_Dataset entries_
+++++

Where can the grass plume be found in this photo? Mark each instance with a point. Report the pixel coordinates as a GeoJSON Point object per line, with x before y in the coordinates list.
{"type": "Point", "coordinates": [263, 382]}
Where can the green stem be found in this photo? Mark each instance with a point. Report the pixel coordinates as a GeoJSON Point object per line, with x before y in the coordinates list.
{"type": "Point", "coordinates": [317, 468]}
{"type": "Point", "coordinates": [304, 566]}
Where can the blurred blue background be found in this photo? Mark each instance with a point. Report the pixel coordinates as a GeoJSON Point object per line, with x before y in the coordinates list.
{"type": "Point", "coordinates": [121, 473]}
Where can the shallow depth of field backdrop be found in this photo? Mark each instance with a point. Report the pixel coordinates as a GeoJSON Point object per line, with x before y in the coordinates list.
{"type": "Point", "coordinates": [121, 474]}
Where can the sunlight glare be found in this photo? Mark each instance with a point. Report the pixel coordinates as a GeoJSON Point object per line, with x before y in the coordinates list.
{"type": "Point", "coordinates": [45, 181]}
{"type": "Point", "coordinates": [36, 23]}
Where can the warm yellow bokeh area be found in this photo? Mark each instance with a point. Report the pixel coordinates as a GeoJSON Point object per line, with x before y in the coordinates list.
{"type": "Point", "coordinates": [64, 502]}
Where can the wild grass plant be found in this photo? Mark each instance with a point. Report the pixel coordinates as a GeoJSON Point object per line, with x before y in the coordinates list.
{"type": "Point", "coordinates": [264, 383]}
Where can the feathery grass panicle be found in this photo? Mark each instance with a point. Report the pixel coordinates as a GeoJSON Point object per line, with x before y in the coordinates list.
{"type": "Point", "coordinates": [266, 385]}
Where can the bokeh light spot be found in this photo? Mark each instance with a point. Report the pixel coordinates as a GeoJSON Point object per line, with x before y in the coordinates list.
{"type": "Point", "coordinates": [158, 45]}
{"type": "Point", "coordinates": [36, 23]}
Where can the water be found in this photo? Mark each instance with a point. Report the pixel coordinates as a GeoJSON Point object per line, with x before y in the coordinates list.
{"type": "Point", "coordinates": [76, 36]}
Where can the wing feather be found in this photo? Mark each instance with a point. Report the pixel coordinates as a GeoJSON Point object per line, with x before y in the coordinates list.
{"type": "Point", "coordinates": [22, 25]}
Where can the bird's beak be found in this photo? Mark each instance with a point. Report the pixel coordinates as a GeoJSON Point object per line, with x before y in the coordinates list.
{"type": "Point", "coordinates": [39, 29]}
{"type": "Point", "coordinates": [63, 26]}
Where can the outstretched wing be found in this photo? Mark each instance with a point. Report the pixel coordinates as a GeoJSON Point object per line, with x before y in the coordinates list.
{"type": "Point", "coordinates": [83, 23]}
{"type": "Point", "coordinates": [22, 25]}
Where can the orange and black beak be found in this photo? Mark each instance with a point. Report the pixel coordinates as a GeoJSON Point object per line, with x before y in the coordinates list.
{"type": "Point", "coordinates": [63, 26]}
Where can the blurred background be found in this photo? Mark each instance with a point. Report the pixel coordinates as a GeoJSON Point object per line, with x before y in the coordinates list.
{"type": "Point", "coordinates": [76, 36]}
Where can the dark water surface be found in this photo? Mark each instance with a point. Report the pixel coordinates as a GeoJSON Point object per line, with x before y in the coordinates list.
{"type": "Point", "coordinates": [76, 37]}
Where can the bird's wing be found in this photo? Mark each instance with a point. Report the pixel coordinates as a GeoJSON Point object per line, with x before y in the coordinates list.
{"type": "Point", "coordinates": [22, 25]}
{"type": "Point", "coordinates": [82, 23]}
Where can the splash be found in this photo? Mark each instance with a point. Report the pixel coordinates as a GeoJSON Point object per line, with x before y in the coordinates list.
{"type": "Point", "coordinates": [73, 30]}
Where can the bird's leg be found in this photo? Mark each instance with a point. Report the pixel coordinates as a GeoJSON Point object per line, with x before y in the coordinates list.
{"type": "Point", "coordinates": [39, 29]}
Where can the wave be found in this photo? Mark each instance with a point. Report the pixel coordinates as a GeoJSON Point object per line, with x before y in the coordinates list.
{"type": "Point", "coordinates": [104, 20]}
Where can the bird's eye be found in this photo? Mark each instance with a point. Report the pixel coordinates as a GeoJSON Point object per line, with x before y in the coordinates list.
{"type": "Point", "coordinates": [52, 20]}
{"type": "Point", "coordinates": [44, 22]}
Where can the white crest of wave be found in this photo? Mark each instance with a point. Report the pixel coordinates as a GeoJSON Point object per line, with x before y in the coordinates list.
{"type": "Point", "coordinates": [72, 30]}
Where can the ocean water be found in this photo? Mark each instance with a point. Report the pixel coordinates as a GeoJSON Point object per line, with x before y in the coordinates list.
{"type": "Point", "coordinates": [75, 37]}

+++++

Print the listing above in full, exactly as it is.

Where can the grass plume be found in this photo? Mark each instance with a point. Report the pixel coordinates as a GeoJSON Point object per line, with x before y in the coordinates list.
{"type": "Point", "coordinates": [263, 382]}
Where can the green stem be found in this photo? Mark each instance with a point. Report the pixel coordinates as a GeoJSON Point object per line, with x before y in the coordinates list.
{"type": "Point", "coordinates": [317, 468]}
{"type": "Point", "coordinates": [304, 566]}
Where can the blurred blue background be found in this photo? Mark each instance with a point. Report the pixel coordinates as a GeoJSON Point object per line, with x before y in the coordinates list.
{"type": "Point", "coordinates": [121, 473]}
Where can the shallow depth of field backdrop be found in this photo? Mark each instance with a point. Report the pixel coordinates as a GeoJSON Point object per line, with x before y in the coordinates list.
{"type": "Point", "coordinates": [121, 474]}
Where can the sunlight glare be found in this photo? Mark each instance with a point. Report the pixel coordinates as a GeoJSON Point object per line, with x before y in the coordinates list.
{"type": "Point", "coordinates": [45, 181]}
{"type": "Point", "coordinates": [36, 23]}
Where can the warm yellow bokeh area be found in this photo? Mark each instance with a point. Report the pixel coordinates as a GeoJSON Point object per line, with x before y in the coordinates list.
{"type": "Point", "coordinates": [64, 502]}
Where can the wild grass plant be found in this photo? Mark each instance with a point. Report the pixel coordinates as a GeoJSON Point object per line, with x before y in the coordinates list.
{"type": "Point", "coordinates": [264, 383]}
Where can the feathery grass panicle be found in this photo? Mark each instance with a point. Report the pixel coordinates as a GeoJSON Point object per line, with x before y in the coordinates list.
{"type": "Point", "coordinates": [266, 385]}
Where can the bokeh light spot be found in this photo? Mark each instance with a point. Report the pixel coordinates as a GeoJSON Point object per line, with x before y in the coordinates list.
{"type": "Point", "coordinates": [158, 45]}
{"type": "Point", "coordinates": [36, 23]}
Where can the water be found in this photo? Mark each instance with a point. Report the pixel coordinates as a GeoJSON Point object per line, with x before y in the coordinates list.
{"type": "Point", "coordinates": [76, 36]}
Where can the wing feather be found in this photo? Mark each instance with a point. Report the pixel coordinates as a GeoJSON Point object per line, with x before y in the coordinates list.
{"type": "Point", "coordinates": [22, 25]}
Where can the bird's beak be found in this photo? Mark each instance with a point. Report the pixel coordinates as a GeoJSON Point object per line, with x before y in the coordinates list.
{"type": "Point", "coordinates": [39, 29]}
{"type": "Point", "coordinates": [63, 26]}
Where can the outstretched wing be found in this photo? Mark each instance with a point. Report the pixel coordinates as a GeoJSON Point object per line, with x before y in the coordinates list.
{"type": "Point", "coordinates": [83, 23]}
{"type": "Point", "coordinates": [22, 25]}
Where can the orange and black beak be found in this photo? Mark each instance with a point. Report the pixel coordinates as a GeoJSON Point object per line, with x before y in the coordinates list.
{"type": "Point", "coordinates": [63, 26]}
Where can the blurred background be found in this photo? Mark each instance with a point. Report the pixel coordinates as a GeoJSON Point object per line, with x before y in the coordinates list.
{"type": "Point", "coordinates": [76, 36]}
Where can the dark water surface be found in this photo? Mark each instance with a point. Report the pixel coordinates as a GeoJSON Point object per line, with x before y in the coordinates list.
{"type": "Point", "coordinates": [76, 37]}
Where can the bird's wing be found in this photo? Mark each instance with a point. Report the pixel coordinates as a GeoJSON Point object per line, with x before y in the coordinates list.
{"type": "Point", "coordinates": [22, 25]}
{"type": "Point", "coordinates": [82, 23]}
Where can the splash be found in this photo? Mark each instance with a point. Report the pixel coordinates as a GeoJSON Point object per line, with x before y in the coordinates list.
{"type": "Point", "coordinates": [73, 30]}
Where can the bird's leg be found in this photo? Mark each instance with a point. Report the pixel coordinates as a GeoJSON Point object per line, with x before y in the coordinates list.
{"type": "Point", "coordinates": [39, 29]}
Where can the wave be found in this photo? Mark each instance with a point. Report the pixel coordinates as a GeoJSON Point object per line, with x before y in the coordinates list.
{"type": "Point", "coordinates": [104, 20]}
Where can the bird's eye be found in this photo? Mark each instance with a point. Report the pixel coordinates as a GeoJSON Point object per line, with x before y in the coordinates list.
{"type": "Point", "coordinates": [52, 20]}
{"type": "Point", "coordinates": [44, 22]}
Where can the white crest of wave be found in this photo? Mark each instance with a point. Report the pixel coordinates as a GeoJSON Point object per line, with x before y in the coordinates list.
{"type": "Point", "coordinates": [72, 30]}
Where can the ocean water be found in this photo? Mark each instance with a point. Report the pixel coordinates as a GeoJSON Point object per line, with x before y in the coordinates list.
{"type": "Point", "coordinates": [75, 37]}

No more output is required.